Stored records:

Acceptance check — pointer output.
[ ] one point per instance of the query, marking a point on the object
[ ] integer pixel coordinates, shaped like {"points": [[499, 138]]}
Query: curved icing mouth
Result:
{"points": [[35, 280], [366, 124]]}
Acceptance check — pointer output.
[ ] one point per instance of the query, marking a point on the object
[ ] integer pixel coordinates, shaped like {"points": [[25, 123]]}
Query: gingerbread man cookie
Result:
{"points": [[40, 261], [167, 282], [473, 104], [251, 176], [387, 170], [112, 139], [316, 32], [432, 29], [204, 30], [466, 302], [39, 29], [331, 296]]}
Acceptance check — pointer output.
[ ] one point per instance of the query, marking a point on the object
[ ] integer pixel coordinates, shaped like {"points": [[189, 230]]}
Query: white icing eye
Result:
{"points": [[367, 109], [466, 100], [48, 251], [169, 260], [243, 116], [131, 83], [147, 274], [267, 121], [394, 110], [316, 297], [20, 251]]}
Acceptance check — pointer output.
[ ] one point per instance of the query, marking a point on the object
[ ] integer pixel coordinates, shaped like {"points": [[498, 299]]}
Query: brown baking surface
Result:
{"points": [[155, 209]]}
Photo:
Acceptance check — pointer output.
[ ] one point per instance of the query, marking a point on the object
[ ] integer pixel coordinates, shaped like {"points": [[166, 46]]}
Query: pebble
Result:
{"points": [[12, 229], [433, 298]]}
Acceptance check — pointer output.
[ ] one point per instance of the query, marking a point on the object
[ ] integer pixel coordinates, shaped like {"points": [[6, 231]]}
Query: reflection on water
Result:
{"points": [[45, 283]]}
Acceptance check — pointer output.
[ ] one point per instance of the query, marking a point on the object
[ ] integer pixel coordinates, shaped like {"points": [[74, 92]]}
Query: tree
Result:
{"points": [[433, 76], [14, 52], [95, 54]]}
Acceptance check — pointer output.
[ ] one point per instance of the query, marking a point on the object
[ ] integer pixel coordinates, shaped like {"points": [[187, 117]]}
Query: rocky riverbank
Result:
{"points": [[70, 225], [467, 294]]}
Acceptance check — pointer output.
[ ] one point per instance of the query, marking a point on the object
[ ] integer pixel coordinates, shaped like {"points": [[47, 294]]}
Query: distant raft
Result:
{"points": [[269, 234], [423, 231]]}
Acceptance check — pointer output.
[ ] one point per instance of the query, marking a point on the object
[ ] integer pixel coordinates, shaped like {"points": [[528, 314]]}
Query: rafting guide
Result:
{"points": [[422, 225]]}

---

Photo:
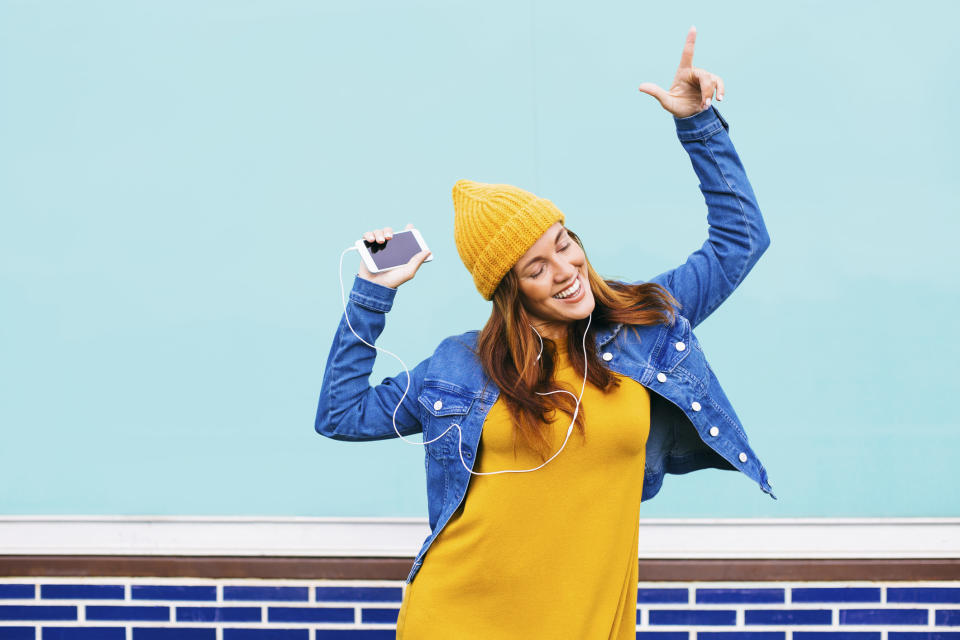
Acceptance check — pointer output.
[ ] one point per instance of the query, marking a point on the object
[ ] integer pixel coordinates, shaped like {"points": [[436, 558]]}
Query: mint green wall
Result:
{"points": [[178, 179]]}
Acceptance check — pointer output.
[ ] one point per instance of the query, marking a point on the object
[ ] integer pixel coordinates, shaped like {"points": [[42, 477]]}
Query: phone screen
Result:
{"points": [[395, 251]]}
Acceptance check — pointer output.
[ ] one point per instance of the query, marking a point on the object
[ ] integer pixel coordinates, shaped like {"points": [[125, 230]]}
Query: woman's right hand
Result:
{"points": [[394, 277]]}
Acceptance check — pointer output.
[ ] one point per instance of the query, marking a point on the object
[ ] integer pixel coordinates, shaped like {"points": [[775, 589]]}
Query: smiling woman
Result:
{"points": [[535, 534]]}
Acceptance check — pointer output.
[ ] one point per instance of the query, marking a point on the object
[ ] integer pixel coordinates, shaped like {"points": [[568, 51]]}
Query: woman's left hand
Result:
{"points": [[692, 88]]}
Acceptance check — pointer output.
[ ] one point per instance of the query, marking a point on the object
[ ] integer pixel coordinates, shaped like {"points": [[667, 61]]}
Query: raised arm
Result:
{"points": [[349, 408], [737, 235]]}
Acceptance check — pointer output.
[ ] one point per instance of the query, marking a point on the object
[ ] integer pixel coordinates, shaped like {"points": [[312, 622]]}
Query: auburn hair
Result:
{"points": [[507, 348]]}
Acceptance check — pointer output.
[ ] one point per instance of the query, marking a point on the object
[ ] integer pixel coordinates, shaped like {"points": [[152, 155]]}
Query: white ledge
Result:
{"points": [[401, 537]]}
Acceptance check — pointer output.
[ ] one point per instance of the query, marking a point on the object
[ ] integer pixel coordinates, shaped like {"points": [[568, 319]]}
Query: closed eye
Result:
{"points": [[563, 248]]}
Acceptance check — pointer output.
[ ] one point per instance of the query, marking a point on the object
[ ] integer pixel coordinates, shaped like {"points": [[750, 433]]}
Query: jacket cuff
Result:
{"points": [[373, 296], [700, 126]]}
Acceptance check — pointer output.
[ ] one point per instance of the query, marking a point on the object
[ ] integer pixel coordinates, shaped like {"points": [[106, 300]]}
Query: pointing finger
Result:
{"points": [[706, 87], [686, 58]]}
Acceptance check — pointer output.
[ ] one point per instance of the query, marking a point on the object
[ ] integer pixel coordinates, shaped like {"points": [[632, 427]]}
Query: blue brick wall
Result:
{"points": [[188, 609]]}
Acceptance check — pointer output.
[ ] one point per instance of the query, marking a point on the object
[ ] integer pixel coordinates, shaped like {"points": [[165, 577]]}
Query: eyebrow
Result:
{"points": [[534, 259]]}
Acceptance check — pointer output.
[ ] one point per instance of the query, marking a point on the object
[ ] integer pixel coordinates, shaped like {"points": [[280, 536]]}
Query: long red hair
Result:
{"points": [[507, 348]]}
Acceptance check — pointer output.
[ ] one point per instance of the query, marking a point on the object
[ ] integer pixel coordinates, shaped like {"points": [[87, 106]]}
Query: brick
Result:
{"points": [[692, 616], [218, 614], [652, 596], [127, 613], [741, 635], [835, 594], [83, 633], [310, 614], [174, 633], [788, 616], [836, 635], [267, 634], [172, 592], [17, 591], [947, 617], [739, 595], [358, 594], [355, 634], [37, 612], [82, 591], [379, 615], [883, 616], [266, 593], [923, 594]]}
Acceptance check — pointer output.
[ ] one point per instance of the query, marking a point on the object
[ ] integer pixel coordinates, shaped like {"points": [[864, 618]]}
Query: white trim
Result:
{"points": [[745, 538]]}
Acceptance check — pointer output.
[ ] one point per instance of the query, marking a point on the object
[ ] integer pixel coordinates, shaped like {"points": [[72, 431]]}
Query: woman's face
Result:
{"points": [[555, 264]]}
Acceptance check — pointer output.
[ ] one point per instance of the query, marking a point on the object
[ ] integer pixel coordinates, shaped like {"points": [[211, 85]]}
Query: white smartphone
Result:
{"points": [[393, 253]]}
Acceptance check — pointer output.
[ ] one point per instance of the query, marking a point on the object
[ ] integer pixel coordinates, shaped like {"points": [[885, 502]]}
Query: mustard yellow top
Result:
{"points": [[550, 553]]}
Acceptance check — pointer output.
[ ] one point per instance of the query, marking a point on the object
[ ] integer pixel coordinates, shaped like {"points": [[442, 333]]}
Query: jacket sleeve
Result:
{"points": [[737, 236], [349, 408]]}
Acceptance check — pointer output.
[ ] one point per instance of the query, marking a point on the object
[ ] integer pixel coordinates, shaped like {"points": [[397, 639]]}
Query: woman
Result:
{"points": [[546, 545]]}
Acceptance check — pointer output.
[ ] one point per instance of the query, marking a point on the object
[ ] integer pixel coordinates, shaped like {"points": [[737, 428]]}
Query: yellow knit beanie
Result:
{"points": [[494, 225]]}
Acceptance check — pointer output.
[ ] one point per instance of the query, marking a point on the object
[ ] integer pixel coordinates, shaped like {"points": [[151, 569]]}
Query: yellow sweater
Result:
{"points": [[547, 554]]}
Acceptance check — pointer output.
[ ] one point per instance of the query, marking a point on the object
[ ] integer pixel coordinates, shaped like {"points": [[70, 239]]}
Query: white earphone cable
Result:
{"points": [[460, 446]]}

Work instruction: Copy each line in the entries above where "woman" turns up.

Reply to the exercise:
Query: woman's right hand
Query: smiling woman
Query: woman's left hand
Query: woman's face
Query: woman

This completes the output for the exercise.